= Consigne =
Quelles lignes des entrées contiennent le mot "railing", en respectant la casse ? Relevez-les toutes.

= Données à traiter =
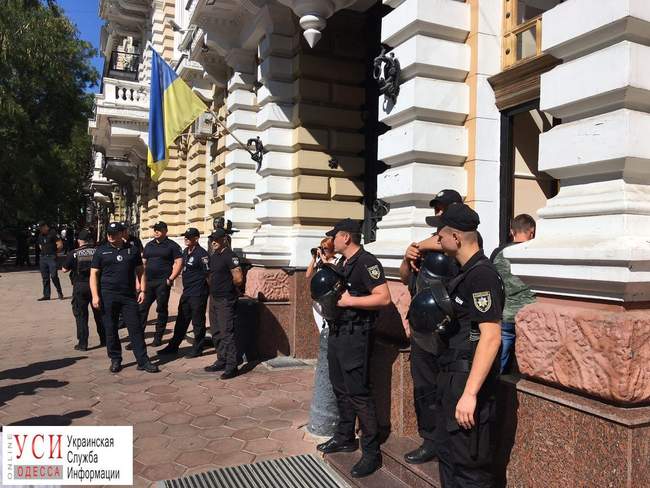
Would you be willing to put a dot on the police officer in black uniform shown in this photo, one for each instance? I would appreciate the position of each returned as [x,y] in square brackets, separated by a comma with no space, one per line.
[424,364]
[117,269]
[469,362]
[163,262]
[48,243]
[194,299]
[349,345]
[77,263]
[225,279]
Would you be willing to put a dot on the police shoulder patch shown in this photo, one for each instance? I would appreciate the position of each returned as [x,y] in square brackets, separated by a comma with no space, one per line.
[482,301]
[374,271]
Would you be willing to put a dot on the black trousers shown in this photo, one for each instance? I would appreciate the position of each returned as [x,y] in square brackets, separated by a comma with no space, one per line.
[156,291]
[424,371]
[190,309]
[348,355]
[113,305]
[222,327]
[47,266]
[81,300]
[465,457]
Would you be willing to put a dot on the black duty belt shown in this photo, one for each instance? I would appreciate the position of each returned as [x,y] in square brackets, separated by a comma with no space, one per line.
[457,366]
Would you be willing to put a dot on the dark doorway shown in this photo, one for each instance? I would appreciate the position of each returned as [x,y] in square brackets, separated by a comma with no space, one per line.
[524,189]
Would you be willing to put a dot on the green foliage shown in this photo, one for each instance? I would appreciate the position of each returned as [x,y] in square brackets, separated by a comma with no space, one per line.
[45,151]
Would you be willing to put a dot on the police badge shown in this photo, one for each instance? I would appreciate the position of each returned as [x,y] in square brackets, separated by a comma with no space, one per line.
[374,272]
[482,301]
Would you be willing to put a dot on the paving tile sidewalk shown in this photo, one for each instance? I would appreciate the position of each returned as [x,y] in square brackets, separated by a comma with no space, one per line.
[185,420]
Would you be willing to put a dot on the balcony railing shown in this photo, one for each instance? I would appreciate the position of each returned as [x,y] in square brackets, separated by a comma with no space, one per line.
[124,65]
[128,93]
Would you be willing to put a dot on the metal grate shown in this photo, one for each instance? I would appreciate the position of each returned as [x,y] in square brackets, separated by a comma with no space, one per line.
[305,471]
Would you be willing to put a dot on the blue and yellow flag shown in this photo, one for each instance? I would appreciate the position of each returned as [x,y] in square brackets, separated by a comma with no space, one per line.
[173,106]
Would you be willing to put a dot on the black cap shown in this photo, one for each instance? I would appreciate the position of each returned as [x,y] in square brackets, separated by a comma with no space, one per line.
[444,198]
[345,225]
[458,215]
[114,227]
[218,233]
[192,232]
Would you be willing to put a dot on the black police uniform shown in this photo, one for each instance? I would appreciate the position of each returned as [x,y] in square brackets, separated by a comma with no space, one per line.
[194,299]
[47,262]
[78,262]
[160,256]
[465,457]
[223,307]
[348,354]
[117,284]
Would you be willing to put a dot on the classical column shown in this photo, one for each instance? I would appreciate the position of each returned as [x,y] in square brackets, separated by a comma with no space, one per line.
[427,144]
[240,174]
[588,331]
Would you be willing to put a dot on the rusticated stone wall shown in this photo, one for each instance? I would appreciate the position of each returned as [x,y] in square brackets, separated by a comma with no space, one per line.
[598,351]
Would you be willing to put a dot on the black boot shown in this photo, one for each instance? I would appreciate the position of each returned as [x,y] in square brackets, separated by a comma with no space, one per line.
[116,366]
[423,454]
[337,446]
[368,464]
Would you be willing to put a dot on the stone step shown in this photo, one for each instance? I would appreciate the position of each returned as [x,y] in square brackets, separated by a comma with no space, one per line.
[414,475]
[342,463]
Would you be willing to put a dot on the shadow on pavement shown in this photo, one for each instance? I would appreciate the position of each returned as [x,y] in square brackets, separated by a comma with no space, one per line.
[65,419]
[10,392]
[35,369]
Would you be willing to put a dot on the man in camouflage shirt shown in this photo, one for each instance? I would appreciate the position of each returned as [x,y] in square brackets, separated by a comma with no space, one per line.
[518,295]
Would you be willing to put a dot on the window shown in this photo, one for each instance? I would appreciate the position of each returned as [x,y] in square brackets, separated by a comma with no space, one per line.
[522,27]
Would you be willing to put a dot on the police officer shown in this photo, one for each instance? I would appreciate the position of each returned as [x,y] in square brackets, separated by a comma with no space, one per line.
[78,264]
[194,299]
[424,364]
[225,279]
[117,269]
[469,361]
[163,261]
[49,243]
[349,346]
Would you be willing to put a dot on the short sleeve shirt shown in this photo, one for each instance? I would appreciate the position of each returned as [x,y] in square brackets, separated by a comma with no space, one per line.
[47,243]
[221,266]
[118,268]
[479,297]
[160,258]
[196,266]
[363,272]
[78,262]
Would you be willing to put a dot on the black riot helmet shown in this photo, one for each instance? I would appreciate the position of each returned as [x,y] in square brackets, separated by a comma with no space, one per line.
[326,287]
[436,267]
[431,313]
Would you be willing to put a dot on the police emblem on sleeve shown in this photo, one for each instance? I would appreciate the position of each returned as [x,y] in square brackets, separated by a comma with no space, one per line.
[482,301]
[374,271]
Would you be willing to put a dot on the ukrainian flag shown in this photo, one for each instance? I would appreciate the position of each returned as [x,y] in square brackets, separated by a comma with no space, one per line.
[173,106]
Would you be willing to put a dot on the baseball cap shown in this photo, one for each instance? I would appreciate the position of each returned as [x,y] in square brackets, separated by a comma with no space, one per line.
[218,233]
[114,227]
[345,225]
[458,215]
[192,232]
[444,198]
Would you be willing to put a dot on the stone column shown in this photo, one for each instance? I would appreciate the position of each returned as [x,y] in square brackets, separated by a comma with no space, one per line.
[588,331]
[240,174]
[427,143]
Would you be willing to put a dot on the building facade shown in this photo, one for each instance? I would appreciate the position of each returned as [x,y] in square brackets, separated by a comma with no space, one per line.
[536,106]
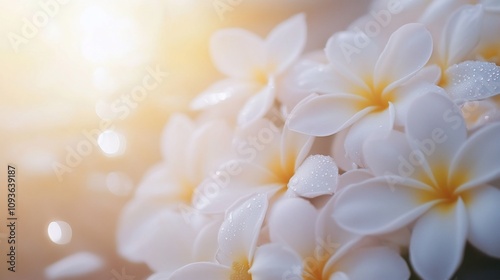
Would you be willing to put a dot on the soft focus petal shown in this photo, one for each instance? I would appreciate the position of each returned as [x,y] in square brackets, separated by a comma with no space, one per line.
[258,105]
[328,79]
[240,230]
[461,34]
[377,206]
[390,154]
[484,220]
[374,123]
[208,271]
[207,149]
[438,241]
[175,135]
[220,92]
[291,222]
[473,80]
[294,147]
[78,264]
[436,128]
[353,54]
[153,240]
[339,153]
[374,264]
[286,42]
[408,50]
[326,115]
[274,261]
[318,175]
[233,181]
[237,52]
[478,161]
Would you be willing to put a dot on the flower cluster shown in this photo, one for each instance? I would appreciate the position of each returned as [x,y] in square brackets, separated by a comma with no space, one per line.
[374,156]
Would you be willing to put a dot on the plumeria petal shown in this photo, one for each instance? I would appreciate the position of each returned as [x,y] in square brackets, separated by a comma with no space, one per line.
[326,115]
[281,52]
[438,142]
[339,153]
[478,160]
[378,206]
[461,33]
[207,149]
[258,105]
[175,135]
[484,220]
[391,155]
[328,79]
[240,230]
[408,50]
[149,238]
[294,147]
[473,80]
[274,261]
[202,270]
[353,54]
[438,241]
[375,122]
[291,222]
[373,264]
[318,175]
[238,53]
[222,91]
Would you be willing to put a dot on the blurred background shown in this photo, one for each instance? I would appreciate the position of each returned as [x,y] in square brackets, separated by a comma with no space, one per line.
[86,88]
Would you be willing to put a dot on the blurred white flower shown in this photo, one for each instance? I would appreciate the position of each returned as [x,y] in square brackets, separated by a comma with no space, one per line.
[271,161]
[190,152]
[253,65]
[362,89]
[326,250]
[434,177]
[238,255]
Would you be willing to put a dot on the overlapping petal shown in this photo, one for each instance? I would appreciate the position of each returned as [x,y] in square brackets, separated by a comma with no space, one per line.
[438,241]
[379,205]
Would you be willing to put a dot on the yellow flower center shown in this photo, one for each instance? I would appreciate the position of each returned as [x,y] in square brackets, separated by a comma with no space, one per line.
[373,96]
[239,270]
[443,188]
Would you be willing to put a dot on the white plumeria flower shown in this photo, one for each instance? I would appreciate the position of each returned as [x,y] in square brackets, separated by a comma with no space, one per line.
[363,90]
[253,65]
[271,160]
[238,255]
[326,250]
[163,198]
[435,179]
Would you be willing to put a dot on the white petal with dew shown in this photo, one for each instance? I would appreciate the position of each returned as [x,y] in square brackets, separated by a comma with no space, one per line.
[238,52]
[326,115]
[461,33]
[407,51]
[438,241]
[201,270]
[484,220]
[374,263]
[286,42]
[378,123]
[435,128]
[291,222]
[274,261]
[379,206]
[74,265]
[220,92]
[258,105]
[240,230]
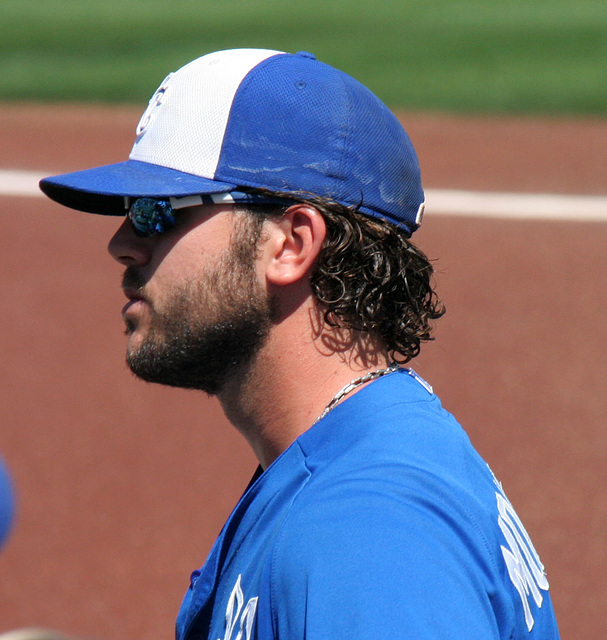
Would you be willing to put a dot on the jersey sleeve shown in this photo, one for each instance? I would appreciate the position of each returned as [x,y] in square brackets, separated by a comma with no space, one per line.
[362,564]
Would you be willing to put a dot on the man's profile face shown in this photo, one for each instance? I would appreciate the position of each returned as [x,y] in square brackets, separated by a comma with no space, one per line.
[197,312]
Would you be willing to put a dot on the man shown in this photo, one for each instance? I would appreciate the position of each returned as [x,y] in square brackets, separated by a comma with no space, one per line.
[269,201]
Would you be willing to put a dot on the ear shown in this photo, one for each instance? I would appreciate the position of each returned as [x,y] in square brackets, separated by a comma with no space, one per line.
[294,243]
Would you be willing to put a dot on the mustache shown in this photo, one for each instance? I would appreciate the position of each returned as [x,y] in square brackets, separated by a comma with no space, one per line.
[133,279]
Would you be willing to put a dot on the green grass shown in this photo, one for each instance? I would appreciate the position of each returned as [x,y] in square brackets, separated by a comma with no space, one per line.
[497,56]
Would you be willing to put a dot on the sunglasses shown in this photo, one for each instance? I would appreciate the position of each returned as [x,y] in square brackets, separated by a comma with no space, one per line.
[152,216]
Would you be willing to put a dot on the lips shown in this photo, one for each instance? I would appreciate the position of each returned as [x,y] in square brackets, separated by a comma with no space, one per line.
[135,298]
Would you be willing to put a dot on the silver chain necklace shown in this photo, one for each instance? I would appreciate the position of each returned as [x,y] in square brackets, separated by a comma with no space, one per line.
[344,391]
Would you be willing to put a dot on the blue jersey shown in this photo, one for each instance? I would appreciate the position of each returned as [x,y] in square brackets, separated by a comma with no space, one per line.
[380,521]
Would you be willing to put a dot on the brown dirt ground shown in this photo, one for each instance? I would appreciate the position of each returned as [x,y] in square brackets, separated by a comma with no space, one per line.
[122,486]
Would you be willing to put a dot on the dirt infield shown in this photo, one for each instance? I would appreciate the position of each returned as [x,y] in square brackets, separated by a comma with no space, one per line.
[123,486]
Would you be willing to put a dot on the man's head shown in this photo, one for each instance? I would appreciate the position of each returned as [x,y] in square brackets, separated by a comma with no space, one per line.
[231,145]
[265,120]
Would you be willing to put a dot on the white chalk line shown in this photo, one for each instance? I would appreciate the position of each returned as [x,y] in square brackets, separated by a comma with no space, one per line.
[542,206]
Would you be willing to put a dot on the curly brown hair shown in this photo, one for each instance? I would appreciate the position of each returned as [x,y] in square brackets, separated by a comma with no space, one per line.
[369,277]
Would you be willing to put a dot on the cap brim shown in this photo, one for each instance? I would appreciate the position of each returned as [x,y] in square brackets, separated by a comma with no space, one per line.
[103,189]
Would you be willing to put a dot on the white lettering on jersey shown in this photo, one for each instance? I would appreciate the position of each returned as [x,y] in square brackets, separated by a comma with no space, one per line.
[524,566]
[233,617]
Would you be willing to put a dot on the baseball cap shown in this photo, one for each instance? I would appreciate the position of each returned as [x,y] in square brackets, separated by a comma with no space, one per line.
[259,119]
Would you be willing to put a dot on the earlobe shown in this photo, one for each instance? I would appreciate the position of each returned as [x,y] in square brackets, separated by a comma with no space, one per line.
[296,240]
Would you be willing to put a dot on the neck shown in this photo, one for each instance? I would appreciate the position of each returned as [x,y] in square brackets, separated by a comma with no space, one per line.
[289,384]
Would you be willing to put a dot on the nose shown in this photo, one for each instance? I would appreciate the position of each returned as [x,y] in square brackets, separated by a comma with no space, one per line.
[127,248]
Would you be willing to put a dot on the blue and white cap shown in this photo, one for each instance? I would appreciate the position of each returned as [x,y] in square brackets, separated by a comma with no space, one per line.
[255,118]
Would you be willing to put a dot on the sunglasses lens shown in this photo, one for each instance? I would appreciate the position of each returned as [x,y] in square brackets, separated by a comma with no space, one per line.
[150,216]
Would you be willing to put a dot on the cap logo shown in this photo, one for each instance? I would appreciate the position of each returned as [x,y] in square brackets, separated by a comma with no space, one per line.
[150,112]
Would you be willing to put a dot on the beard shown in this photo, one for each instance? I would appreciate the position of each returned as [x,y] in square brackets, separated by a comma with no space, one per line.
[211,329]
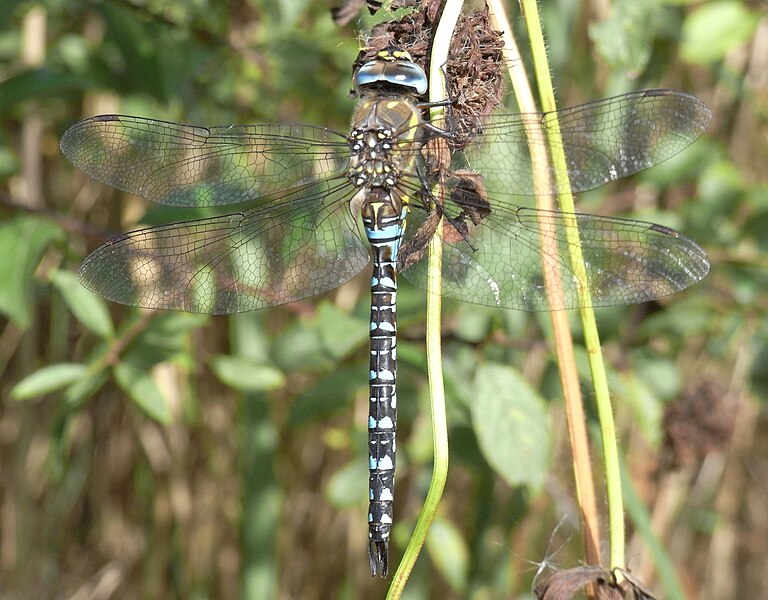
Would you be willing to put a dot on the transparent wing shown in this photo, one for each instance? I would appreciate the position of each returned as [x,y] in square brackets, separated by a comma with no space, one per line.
[602,141]
[303,244]
[185,165]
[501,261]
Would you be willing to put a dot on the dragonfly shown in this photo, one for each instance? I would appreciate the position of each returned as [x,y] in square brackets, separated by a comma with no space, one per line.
[312,207]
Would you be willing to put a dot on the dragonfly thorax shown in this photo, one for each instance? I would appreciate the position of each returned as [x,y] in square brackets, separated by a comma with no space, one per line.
[372,164]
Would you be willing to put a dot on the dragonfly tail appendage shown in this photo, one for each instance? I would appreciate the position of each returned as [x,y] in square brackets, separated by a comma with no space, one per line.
[379,556]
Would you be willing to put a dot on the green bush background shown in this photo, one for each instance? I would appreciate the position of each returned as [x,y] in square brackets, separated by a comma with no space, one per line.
[170,455]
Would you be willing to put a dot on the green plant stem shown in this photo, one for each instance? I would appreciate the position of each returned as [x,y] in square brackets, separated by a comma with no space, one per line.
[437,93]
[589,323]
[566,361]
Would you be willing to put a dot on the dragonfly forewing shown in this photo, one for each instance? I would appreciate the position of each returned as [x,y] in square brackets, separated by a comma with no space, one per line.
[185,165]
[303,245]
[602,141]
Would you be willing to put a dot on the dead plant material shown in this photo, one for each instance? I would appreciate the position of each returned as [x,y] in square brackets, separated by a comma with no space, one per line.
[700,422]
[567,583]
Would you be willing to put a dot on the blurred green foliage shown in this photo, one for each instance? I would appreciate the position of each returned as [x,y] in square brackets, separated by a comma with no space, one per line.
[184,456]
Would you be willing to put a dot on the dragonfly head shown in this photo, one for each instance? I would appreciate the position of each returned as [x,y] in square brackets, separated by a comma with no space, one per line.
[392,71]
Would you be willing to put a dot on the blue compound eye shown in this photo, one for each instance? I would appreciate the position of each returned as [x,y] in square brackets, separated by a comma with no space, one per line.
[391,73]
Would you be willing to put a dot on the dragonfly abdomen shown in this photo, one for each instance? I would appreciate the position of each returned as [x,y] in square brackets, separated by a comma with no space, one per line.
[384,227]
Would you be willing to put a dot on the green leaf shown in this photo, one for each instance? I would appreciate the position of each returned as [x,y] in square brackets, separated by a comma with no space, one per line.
[716,28]
[246,375]
[449,552]
[48,379]
[511,425]
[23,241]
[346,488]
[84,388]
[624,39]
[35,84]
[89,309]
[142,389]
[340,333]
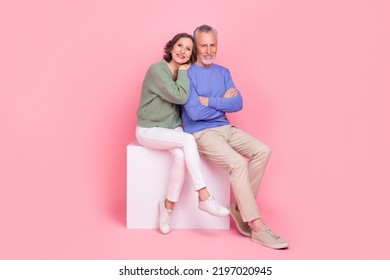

= Réponse =
Would you be willing to put a dot on the balcony railing shown in this photo, one for each instance? I would appreciate the position of each returned as [x,y] in square brackets, separated by a comma with no space, one per line.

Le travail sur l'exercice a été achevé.